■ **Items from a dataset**
*** Block opens ***
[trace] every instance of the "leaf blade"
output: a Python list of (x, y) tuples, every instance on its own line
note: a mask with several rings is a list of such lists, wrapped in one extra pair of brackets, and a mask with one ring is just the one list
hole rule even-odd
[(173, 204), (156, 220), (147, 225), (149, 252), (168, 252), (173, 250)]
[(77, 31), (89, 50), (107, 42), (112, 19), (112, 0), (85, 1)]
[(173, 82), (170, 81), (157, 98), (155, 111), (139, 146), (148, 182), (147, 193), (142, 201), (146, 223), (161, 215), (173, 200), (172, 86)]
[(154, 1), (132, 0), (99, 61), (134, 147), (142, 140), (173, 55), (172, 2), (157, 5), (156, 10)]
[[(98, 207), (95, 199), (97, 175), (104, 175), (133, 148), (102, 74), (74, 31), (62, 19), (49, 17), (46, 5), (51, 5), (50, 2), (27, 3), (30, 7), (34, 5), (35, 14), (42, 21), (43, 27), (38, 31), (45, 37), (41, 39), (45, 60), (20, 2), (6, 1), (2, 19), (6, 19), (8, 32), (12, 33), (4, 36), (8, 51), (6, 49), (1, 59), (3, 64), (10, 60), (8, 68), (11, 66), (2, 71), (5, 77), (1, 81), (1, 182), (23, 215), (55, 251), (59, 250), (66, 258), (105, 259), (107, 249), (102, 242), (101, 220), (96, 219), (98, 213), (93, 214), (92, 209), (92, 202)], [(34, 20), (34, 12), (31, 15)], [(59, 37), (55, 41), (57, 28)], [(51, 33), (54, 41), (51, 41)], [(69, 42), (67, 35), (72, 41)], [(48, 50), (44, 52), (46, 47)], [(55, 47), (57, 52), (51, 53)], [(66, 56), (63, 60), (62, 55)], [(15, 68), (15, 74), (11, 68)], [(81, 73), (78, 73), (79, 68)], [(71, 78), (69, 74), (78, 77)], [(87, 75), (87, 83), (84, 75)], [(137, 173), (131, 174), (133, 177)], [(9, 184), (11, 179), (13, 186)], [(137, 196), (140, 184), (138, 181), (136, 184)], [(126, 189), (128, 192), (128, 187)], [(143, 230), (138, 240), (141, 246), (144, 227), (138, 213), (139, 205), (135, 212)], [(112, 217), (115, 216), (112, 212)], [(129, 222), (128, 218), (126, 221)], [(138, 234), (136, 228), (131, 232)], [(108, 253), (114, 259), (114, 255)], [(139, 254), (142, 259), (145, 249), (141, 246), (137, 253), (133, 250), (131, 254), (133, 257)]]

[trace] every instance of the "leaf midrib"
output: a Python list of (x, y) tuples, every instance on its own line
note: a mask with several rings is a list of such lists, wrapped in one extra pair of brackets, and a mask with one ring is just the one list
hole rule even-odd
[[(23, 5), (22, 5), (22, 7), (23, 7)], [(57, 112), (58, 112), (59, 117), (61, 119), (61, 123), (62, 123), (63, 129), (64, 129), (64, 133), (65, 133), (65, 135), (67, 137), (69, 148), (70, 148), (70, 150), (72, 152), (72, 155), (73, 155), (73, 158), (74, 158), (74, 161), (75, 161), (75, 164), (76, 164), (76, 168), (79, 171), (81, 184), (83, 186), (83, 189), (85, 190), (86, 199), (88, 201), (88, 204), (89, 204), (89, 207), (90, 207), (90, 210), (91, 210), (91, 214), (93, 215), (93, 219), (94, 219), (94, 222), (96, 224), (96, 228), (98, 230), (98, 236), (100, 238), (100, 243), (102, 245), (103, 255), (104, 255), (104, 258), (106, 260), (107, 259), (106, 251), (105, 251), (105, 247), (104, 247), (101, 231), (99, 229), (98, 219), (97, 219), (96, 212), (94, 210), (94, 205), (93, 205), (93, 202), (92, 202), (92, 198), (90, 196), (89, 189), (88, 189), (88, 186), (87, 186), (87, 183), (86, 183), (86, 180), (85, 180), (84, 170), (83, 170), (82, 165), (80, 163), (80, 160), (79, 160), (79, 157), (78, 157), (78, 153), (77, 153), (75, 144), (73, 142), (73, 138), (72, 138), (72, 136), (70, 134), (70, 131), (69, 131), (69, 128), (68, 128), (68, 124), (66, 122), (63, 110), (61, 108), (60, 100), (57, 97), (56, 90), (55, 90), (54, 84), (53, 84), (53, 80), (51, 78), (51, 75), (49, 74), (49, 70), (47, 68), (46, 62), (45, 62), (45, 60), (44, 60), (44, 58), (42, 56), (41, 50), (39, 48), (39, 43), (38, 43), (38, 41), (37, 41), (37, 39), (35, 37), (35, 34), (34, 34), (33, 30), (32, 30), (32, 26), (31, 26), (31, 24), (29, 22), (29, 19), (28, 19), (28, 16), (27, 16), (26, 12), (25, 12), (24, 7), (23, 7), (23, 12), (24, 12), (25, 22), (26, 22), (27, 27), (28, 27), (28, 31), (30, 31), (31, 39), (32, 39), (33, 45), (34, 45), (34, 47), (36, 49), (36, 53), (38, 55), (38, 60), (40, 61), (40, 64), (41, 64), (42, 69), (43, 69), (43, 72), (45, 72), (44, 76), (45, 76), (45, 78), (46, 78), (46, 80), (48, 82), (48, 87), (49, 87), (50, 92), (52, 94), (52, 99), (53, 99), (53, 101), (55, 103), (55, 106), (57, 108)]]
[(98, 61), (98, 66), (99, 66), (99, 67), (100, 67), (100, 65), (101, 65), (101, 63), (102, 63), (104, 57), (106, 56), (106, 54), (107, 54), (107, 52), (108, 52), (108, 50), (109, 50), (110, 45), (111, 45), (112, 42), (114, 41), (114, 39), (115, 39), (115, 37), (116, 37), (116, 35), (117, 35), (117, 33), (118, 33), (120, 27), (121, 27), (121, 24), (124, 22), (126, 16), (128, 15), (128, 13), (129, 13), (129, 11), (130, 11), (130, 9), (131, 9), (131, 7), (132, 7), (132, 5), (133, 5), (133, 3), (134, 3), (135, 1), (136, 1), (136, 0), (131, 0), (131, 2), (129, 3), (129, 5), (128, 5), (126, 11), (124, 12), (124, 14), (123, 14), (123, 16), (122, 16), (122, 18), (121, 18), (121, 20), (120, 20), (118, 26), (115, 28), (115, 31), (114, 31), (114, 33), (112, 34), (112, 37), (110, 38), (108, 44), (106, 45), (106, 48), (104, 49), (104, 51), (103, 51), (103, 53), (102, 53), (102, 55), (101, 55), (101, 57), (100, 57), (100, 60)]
*** Block closes ***
The response must restate every entry word for word.

[trace] every instance of the "leaf blade"
output: a Python list of (x, y) tuples, every instance on its own line
note: a mask with several rings is a list of such lists, wrapped in one extra pair of brackets, and a mask with one ring is just the one list
hole rule even-odd
[(173, 204), (156, 220), (147, 225), (149, 252), (168, 252), (173, 250)]
[(77, 31), (89, 50), (107, 42), (112, 19), (112, 0), (85, 1)]
[(173, 82), (170, 81), (157, 98), (155, 111), (139, 146), (148, 182), (147, 193), (142, 201), (146, 223), (161, 215), (173, 200), (172, 86)]
[(154, 1), (132, 0), (99, 61), (134, 147), (142, 140), (173, 55), (172, 2), (157, 5), (156, 10)]
[[(98, 207), (95, 199), (97, 175), (104, 175), (133, 148), (102, 74), (74, 31), (62, 19), (49, 17), (46, 5), (51, 5), (50, 2), (27, 3), (30, 7), (34, 5), (35, 14), (42, 21), (43, 27), (38, 31), (45, 37), (41, 39), (45, 60), (20, 2), (6, 1), (2, 19), (6, 19), (8, 32), (12, 33), (4, 36), (8, 51), (6, 49), (1, 59), (3, 64), (10, 60), (8, 68), (11, 66), (2, 71), (5, 77), (1, 81), (1, 182), (23, 215), (55, 251), (59, 250), (66, 258), (105, 259), (107, 249), (102, 242), (101, 220), (96, 219), (98, 213), (93, 214), (92, 209), (92, 202)], [(34, 20), (34, 12), (31, 15)], [(59, 37), (55, 41), (57, 28)], [(51, 33), (54, 41), (51, 41)], [(69, 42), (67, 35), (72, 41)], [(48, 50), (44, 52), (46, 47)], [(55, 47), (57, 52), (51, 53)], [(66, 56), (63, 60), (62, 55)], [(15, 68), (15, 74), (11, 68)], [(81, 73), (78, 73), (79, 68)], [(71, 78), (69, 74), (78, 77)], [(87, 75), (87, 83), (84, 75)], [(137, 173), (131, 174), (133, 177)], [(9, 184), (11, 179), (13, 186)], [(137, 196), (140, 184), (138, 181), (136, 184)], [(126, 189), (128, 192), (128, 187)], [(143, 230), (138, 240), (141, 246), (144, 227), (138, 213), (139, 205), (135, 212)], [(112, 217), (115, 216), (112, 212)], [(129, 222), (128, 218), (126, 221)], [(138, 234), (136, 228), (131, 232)], [(108, 253), (114, 259), (114, 255)], [(139, 254), (142, 259), (145, 249), (141, 246), (137, 253), (133, 250), (131, 254), (133, 257)]]

[trace] every instance of the "leaf midrib"
output: a Python list of (x, y) tuples, every instance on its own line
note: a mask with several rings is a list of such lists, wrapped in one extra pair of brackets, and a mask with one ring is just the one list
hole rule even-odd
[[(23, 5), (22, 5), (22, 7), (23, 7)], [(57, 112), (58, 112), (59, 117), (61, 119), (61, 123), (62, 123), (63, 129), (64, 129), (64, 133), (65, 133), (65, 135), (67, 137), (69, 148), (70, 148), (70, 150), (72, 152), (72, 155), (73, 155), (73, 158), (74, 158), (74, 161), (75, 161), (75, 164), (76, 164), (76, 168), (79, 171), (81, 184), (83, 186), (83, 189), (85, 190), (86, 199), (88, 201), (88, 204), (89, 204), (89, 207), (90, 207), (90, 210), (91, 210), (91, 214), (93, 215), (93, 219), (94, 219), (94, 222), (96, 224), (96, 228), (98, 230), (98, 236), (100, 238), (100, 243), (102, 245), (103, 255), (104, 255), (104, 258), (106, 260), (107, 259), (106, 251), (105, 251), (105, 247), (104, 247), (101, 231), (99, 229), (98, 219), (97, 219), (96, 212), (94, 210), (94, 205), (93, 205), (93, 202), (92, 202), (92, 198), (90, 196), (89, 189), (88, 189), (88, 186), (87, 186), (87, 183), (86, 183), (86, 180), (85, 180), (84, 170), (83, 170), (82, 165), (80, 163), (80, 160), (79, 160), (79, 157), (78, 157), (78, 153), (77, 153), (75, 144), (73, 142), (73, 138), (72, 138), (72, 136), (70, 134), (70, 131), (69, 131), (69, 128), (68, 128), (68, 124), (66, 122), (63, 110), (61, 108), (60, 100), (57, 97), (56, 90), (55, 90), (54, 84), (53, 84), (53, 80), (51, 78), (51, 75), (49, 74), (49, 70), (47, 68), (46, 62), (45, 62), (45, 60), (44, 60), (44, 58), (42, 56), (41, 50), (39, 48), (39, 43), (38, 43), (38, 41), (37, 41), (37, 39), (35, 37), (35, 34), (34, 34), (33, 30), (32, 30), (32, 26), (31, 26), (31, 24), (29, 22), (29, 19), (28, 19), (28, 16), (27, 16), (26, 12), (25, 12), (24, 7), (23, 7), (23, 12), (24, 12), (25, 22), (26, 22), (27, 27), (28, 27), (28, 31), (30, 31), (31, 39), (32, 39), (33, 45), (34, 45), (34, 47), (36, 49), (36, 53), (38, 55), (38, 60), (40, 61), (40, 64), (41, 64), (42, 69), (43, 69), (43, 72), (45, 72), (44, 76), (45, 76), (45, 78), (46, 78), (46, 80), (48, 82), (48, 87), (49, 87), (50, 92), (52, 94), (52, 99), (53, 99), (53, 101), (55, 103), (55, 106), (57, 108)]]
[(98, 61), (98, 66), (99, 66), (99, 67), (100, 67), (100, 65), (101, 65), (101, 63), (102, 63), (104, 57), (106, 56), (106, 54), (107, 54), (107, 52), (108, 52), (108, 50), (109, 50), (110, 45), (111, 45), (112, 42), (114, 41), (114, 39), (115, 39), (115, 37), (116, 37), (116, 35), (117, 35), (117, 33), (118, 33), (120, 27), (121, 27), (121, 24), (124, 22), (126, 16), (128, 15), (128, 13), (129, 13), (129, 11), (130, 11), (130, 9), (131, 9), (131, 7), (132, 7), (132, 5), (133, 5), (133, 3), (134, 3), (135, 1), (136, 1), (136, 0), (131, 0), (131, 2), (129, 3), (129, 5), (128, 5), (126, 11), (124, 12), (124, 14), (123, 14), (123, 16), (122, 16), (122, 18), (121, 18), (121, 20), (120, 20), (118, 26), (115, 28), (115, 31), (114, 31), (114, 33), (112, 34), (112, 37), (110, 38), (108, 44), (106, 45), (106, 48), (104, 49), (104, 51), (103, 51), (103, 53), (102, 53), (102, 55), (101, 55), (101, 57), (100, 57), (100, 60)]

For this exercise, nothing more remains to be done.